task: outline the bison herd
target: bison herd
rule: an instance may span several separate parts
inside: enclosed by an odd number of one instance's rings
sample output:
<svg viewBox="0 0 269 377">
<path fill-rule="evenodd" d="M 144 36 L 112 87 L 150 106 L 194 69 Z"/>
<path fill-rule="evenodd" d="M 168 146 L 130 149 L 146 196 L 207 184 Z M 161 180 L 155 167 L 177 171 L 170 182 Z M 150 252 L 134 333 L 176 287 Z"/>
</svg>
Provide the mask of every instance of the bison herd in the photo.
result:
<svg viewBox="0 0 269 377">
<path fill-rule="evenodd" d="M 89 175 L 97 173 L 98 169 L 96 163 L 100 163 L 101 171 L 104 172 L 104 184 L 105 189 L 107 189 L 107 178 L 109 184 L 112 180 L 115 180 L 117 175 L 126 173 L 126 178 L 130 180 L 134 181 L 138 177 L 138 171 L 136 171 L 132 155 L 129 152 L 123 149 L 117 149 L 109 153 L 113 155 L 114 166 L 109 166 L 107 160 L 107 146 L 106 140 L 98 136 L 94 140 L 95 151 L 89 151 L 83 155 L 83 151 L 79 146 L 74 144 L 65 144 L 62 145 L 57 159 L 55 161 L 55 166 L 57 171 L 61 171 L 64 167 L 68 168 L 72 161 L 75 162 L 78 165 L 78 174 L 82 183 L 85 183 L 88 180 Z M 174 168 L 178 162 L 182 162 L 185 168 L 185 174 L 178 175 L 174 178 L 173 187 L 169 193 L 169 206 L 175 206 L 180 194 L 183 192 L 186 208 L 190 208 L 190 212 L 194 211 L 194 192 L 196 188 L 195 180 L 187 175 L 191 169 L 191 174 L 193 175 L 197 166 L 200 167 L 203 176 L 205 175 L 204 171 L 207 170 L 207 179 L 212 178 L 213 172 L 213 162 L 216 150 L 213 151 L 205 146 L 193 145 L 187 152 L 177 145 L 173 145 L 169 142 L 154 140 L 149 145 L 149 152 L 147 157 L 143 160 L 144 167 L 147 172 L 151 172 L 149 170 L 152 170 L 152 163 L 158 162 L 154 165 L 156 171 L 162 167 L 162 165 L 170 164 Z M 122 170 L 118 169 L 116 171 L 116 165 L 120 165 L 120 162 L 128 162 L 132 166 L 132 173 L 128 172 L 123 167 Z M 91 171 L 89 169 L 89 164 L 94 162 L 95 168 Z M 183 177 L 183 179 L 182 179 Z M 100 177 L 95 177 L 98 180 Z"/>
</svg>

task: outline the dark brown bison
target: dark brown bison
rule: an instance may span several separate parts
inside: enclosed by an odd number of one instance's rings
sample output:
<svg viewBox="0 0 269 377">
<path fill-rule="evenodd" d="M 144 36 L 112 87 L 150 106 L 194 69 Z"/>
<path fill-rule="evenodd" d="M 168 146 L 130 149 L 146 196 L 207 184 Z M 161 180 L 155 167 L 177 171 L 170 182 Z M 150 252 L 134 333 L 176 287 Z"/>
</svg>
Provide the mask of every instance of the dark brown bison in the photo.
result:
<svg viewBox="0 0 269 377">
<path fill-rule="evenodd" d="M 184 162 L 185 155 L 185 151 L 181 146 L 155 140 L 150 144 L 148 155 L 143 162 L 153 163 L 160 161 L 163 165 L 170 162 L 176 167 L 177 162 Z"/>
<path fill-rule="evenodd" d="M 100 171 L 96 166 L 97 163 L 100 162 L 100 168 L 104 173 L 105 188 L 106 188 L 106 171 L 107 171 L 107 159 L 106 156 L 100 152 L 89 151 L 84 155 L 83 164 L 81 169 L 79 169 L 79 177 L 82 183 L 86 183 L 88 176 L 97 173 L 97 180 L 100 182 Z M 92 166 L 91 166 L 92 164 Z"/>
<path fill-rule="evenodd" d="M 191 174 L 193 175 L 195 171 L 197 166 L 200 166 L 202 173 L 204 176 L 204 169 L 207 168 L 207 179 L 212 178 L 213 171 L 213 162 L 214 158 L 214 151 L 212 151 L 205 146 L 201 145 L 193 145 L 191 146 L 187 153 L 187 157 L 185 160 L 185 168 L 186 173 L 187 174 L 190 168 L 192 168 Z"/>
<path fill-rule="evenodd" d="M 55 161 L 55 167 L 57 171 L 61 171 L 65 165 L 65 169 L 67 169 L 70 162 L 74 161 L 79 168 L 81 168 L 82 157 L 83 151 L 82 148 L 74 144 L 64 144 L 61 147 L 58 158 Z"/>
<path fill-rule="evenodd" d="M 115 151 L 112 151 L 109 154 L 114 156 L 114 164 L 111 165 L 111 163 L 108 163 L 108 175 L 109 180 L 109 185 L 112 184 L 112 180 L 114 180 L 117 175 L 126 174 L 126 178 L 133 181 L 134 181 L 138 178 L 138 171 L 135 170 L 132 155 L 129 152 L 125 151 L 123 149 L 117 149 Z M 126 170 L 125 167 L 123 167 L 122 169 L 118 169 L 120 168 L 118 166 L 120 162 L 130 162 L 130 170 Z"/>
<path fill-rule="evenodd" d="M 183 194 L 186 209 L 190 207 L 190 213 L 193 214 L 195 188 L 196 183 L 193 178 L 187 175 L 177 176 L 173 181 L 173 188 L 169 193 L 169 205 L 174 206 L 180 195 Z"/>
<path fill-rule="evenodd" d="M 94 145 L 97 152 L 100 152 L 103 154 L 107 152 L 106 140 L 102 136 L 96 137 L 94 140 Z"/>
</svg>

#####

◆ Exercise objective: Gather every line of the records above that contains the string "dark", matching case exactly, and copy each line in full.

◆ Expected answer:
task: outline the dark brown bison
target: dark brown bison
Provide the mask of every instance of the dark brown bison in the photo.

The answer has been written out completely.